* _Given records_:
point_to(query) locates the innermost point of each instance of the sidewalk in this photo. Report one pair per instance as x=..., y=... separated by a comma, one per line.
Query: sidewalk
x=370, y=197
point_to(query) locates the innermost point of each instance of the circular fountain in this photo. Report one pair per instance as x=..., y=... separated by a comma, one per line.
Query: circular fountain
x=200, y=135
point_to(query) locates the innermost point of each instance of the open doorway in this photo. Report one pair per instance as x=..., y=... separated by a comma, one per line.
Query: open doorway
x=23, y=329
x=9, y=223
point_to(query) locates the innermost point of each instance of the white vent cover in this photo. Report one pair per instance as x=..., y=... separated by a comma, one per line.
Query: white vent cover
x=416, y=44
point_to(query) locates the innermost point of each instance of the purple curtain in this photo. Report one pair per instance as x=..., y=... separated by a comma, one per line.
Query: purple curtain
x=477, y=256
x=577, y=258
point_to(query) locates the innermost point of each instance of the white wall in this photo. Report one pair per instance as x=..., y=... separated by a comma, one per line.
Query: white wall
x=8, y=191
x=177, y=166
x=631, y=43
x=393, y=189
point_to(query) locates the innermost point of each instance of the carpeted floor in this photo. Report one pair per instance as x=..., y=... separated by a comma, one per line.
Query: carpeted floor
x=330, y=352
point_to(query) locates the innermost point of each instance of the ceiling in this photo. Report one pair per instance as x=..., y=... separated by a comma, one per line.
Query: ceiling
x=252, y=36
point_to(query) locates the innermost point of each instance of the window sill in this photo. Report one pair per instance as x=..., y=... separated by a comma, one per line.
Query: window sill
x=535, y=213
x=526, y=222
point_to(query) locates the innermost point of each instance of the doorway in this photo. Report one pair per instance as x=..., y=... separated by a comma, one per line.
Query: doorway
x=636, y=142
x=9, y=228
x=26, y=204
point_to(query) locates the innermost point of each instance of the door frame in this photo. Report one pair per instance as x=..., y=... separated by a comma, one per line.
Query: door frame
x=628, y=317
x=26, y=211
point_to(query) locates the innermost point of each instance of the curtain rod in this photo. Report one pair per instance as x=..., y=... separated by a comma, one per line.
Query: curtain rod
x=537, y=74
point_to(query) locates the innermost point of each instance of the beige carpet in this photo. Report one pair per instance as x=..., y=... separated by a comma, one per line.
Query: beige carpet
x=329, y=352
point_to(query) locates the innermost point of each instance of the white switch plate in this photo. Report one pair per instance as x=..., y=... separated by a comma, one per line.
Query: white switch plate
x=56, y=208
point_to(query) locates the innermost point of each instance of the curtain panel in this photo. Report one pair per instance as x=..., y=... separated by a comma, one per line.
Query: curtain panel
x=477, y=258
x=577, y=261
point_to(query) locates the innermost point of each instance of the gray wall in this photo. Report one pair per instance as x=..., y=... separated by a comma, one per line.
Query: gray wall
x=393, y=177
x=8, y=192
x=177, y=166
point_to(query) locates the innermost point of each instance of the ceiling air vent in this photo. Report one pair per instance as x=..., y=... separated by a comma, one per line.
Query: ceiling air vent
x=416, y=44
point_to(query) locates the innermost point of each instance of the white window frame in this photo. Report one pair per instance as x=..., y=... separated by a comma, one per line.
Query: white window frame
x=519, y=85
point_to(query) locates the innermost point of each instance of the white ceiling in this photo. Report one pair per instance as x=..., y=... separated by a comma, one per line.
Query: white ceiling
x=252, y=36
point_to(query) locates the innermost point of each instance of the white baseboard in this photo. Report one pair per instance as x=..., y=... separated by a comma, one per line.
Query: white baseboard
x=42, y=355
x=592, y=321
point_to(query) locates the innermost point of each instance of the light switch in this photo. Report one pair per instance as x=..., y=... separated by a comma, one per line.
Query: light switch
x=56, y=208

* _Objective_:
Render the material from the line holding "of the light" through the end of the material, inclusive, as a two-column CSV with the header input,output. Give one row per point_to text, with that text in "input" and the coordinates that answer it in "output", each field in quotation marks and with line breaks turned into spaces.

* _Solved problem_:
input,output
"point_to(query) locates the innermost point of each instance of the light switch in this photo. Report one pair per instance as x=..., y=... separated by a comma, one per line. Query: light switch","x=56, y=208"